_What to work on_: The listing that follows must be retyped in full, exactly.

----------------

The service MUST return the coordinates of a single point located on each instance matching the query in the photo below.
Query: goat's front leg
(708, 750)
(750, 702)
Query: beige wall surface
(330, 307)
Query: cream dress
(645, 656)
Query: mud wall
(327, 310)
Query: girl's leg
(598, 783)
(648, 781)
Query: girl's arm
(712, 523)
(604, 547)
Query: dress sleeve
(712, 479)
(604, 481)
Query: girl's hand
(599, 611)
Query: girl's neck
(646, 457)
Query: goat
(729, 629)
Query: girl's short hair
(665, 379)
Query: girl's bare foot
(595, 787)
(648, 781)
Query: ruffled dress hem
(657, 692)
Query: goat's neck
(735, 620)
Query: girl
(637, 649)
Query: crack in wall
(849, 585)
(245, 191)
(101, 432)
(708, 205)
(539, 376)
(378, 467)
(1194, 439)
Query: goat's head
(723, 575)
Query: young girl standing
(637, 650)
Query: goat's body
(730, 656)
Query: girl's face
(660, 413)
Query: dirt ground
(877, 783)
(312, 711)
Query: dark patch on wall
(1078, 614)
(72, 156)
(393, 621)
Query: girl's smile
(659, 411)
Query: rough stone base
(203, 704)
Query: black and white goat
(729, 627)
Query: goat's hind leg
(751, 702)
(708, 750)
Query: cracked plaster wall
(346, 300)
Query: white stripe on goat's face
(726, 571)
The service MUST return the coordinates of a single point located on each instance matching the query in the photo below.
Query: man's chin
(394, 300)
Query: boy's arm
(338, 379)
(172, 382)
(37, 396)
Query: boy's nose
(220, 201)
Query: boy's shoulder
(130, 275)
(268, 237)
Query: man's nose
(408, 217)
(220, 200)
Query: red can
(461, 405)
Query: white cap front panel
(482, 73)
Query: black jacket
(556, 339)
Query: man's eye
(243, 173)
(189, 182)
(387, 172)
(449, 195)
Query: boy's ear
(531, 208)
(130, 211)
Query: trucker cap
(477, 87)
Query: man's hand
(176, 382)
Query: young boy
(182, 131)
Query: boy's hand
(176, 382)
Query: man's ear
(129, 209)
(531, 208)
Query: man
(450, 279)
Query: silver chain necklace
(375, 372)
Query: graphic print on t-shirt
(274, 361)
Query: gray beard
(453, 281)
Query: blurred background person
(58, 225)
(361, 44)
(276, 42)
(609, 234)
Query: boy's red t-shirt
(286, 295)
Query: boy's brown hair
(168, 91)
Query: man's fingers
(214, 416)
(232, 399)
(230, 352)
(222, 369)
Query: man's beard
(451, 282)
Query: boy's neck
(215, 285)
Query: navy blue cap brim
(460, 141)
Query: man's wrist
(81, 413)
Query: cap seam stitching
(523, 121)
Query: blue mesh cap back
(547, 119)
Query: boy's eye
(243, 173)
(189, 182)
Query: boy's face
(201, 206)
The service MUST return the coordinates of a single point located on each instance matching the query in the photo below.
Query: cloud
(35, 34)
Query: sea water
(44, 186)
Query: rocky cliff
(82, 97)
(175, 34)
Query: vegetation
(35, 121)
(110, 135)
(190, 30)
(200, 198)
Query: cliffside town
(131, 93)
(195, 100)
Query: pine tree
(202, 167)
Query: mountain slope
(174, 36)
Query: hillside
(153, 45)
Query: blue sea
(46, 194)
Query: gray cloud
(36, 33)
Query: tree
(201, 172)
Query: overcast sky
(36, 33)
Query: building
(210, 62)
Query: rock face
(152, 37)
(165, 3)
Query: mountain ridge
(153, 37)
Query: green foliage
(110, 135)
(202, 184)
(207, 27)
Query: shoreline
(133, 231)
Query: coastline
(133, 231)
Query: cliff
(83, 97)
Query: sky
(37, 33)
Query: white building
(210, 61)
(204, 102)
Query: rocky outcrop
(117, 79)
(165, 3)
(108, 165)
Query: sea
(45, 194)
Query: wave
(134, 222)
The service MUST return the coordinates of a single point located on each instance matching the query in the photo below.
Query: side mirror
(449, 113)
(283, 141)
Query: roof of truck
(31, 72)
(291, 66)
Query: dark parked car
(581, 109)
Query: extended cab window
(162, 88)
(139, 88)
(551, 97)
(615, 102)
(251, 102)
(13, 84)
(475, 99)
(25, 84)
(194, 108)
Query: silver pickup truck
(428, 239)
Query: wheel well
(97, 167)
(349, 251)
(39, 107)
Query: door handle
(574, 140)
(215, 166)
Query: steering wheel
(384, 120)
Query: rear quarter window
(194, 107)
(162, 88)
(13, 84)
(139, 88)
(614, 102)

----------------

_Completed exercise_:
The service MUST return the coordinates of a single point located on each instance matching the query in the photo below.
Query: goat's front leg
(708, 750)
(750, 702)
Query: beige wall surface
(330, 307)
Query: cream dress
(645, 656)
Query: mud wall
(327, 310)
Query: girl's leg
(598, 783)
(648, 781)
Query: girl's arm
(712, 523)
(604, 547)
Query: dress sleeve
(712, 479)
(604, 481)
Query: girl's hand
(599, 611)
Query: girl's neck
(646, 457)
Query: goat
(729, 629)
Query: girl's short hair
(665, 379)
Query: girl's bare foot
(595, 787)
(648, 781)
Query: ruffled dress hem
(657, 692)
Query: goat's neck
(735, 620)
Query: girl
(637, 649)
Query: crack in wall
(849, 585)
(245, 191)
(101, 432)
(708, 205)
(539, 376)
(378, 467)
(1194, 439)
Query: goat's head
(723, 575)
Query: young girl standing
(637, 650)
Query: goat's body
(730, 656)
Query: girl's face
(660, 413)
Query: dirt ground
(877, 783)
(312, 711)
Query: dark patch on wall
(1078, 614)
(72, 156)
(393, 621)
Query: girl's smile
(659, 411)
Query: rough stone base
(203, 704)
Query: black and white goat
(729, 627)
Query: goat's hind leg
(751, 702)
(708, 750)
Query: cracked plaster wall
(346, 300)
Query: white stripe on goat's face
(726, 571)
The service MUST return the coordinates of a single point located on each instance matching the query in the photo below.
Query: man's chin
(394, 300)
Query: boy's arm
(338, 379)
(172, 382)
(37, 396)
Query: boy's nose
(220, 201)
Query: boy's shoulder
(130, 275)
(268, 237)
Query: man's nose
(408, 217)
(220, 200)
Query: red can
(461, 405)
Query: white cap front panel
(482, 73)
Query: black jacket
(556, 339)
Query: man's eye
(243, 173)
(189, 182)
(387, 172)
(449, 195)
Query: boy's ear
(531, 208)
(130, 211)
Query: trucker cap
(477, 87)
Query: man's hand
(176, 382)
Query: young boy
(182, 131)
Query: boy's hand
(176, 382)
Query: man's ear
(129, 209)
(531, 208)
Query: man
(450, 279)
Query: silver chain necklace
(375, 372)
Query: graphic print on t-shirt
(274, 361)
Query: gray beard
(453, 281)
Query: blurred background person
(58, 225)
(361, 44)
(276, 42)
(609, 234)
Query: boy's red t-shirt
(286, 295)
Query: boy's brown hair
(168, 91)
Query: man's fingers
(214, 416)
(232, 399)
(230, 352)
(222, 369)
Query: man's beard
(451, 282)
Query: boy's neck
(215, 285)
Query: navy blue cap brim
(460, 141)
Query: man's wrist
(81, 413)
Query: cap seam stitching
(523, 121)
Query: blue mesh cap back
(547, 119)
Query: boy's eye
(243, 173)
(189, 182)
Query: boy's face
(201, 206)
The service MUST return the coordinates of a single point located on each instance matching the query in the photo below.
Query: cloud
(35, 34)
Query: sea water
(44, 186)
Query: rocky cliff
(82, 97)
(175, 34)
Query: vegetation
(35, 121)
(110, 135)
(190, 30)
(200, 198)
Query: cliffside town
(131, 93)
(195, 100)
Query: pine tree
(202, 167)
Query: mountain slope
(174, 36)
Query: hillside
(153, 45)
Query: blue sea
(46, 194)
Query: gray cloud
(36, 33)
Query: tree
(201, 172)
Query: overcast sky
(36, 33)
Query: building
(210, 62)
Query: rock face
(152, 37)
(165, 3)
Query: mountain ridge
(153, 37)
Query: green foliage
(110, 135)
(202, 184)
(207, 27)
Query: shoreline
(133, 231)
Query: coastline
(133, 231)
Query: cliff
(83, 97)
Query: sky
(37, 33)
Query: white building
(210, 61)
(204, 102)
Query: rocky outcrop
(117, 79)
(165, 3)
(108, 165)
Query: sea
(45, 194)
Query: wave
(134, 222)
The service MUST return the coordinates of a single point located on each instance matching the query in the photo below.
Query: side mirror
(449, 113)
(283, 141)
Query: roof of truck
(31, 72)
(291, 66)
Query: dark parked car
(581, 109)
Query: extended cab window
(162, 88)
(139, 88)
(551, 97)
(615, 102)
(251, 102)
(13, 84)
(475, 99)
(25, 84)
(194, 108)
Query: silver pickup truck
(428, 239)
Query: wheel well
(97, 167)
(349, 251)
(39, 107)
Query: door handle
(574, 140)
(215, 166)
Query: steering wheel
(384, 120)
Query: rear quarter window
(194, 107)
(162, 88)
(13, 84)
(139, 88)
(614, 102)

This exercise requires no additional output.